• **DOCUMENT EXCERPT**
4. Continuation of Indemnity. All agreements and obligations of the Corporation contained herein shall continue during the period Agent is a director, officer, employee or other agent of the Corporation (or is or was serving at the request of the Corporation as a director, officer, employee or other agent of another corporation, partnership, joint venture, trust, employee benefit plan or other enterprise) and shall continue thereafter so long as Agent shall be subject to any possible proceeding, by reason of the fact that Agent was serving in the capacity referred to herein.

 

5. Partial Indemnification. Agent shall be entitled under this Agreement to indemnification by the Corporation for a portion of the expenses that Agent becomes legally obligated to pay in connection with any proceeding referred to in Section 2 hereof even if not entitled hereunder to indemnification for the total amount thereof, and the Corporation shall indemnify Agent for the portion thereof to which Agent is entitled.

(Point-based annotation data)
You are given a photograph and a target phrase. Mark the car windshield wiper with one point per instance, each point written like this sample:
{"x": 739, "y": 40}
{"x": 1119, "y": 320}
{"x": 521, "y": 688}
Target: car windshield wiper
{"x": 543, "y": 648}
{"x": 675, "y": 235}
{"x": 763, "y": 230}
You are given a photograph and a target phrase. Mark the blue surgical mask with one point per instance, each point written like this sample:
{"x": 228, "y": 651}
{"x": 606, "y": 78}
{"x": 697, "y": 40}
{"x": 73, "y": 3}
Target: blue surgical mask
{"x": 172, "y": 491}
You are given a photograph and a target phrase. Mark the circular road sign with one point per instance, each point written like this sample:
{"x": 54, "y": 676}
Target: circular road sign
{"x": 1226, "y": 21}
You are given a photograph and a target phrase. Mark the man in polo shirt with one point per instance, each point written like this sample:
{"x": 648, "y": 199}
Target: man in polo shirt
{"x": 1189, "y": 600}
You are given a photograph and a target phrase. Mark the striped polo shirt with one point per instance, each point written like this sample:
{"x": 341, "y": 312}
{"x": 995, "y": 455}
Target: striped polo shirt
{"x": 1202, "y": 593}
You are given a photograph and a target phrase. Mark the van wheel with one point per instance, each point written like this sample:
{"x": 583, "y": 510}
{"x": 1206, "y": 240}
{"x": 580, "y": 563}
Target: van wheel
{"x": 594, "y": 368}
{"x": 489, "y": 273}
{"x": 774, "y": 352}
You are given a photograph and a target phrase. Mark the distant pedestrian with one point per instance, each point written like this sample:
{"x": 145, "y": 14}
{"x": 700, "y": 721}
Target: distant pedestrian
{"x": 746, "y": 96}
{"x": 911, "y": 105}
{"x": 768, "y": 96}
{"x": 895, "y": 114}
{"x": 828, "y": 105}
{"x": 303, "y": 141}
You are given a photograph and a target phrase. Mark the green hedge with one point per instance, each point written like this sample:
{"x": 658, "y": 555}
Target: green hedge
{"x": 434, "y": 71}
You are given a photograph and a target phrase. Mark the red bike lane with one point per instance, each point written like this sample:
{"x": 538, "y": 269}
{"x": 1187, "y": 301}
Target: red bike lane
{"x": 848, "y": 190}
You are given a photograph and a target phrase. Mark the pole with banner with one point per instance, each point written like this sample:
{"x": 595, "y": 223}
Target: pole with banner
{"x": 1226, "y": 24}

• **DIRECTION**
Reproduce the indemnity agreement excerpt from "5. Partial Indemnification." up to and including "Agent is entitled.". Rely solely on the indemnity agreement excerpt for what comes next.

• **FINAL RESULT**
5. Partial Indemnification. Agent shall be entitled under this Agreement to indemnification by the Corporation for a portion of the expenses that Agent becomes legally obligated to pay in connection with any proceeding referred to in Section 2 hereof even if not entitled hereunder to indemnification for the total amount thereof, and the Corporation shall indemnify Agent for the portion thereof to which Agent is entitled.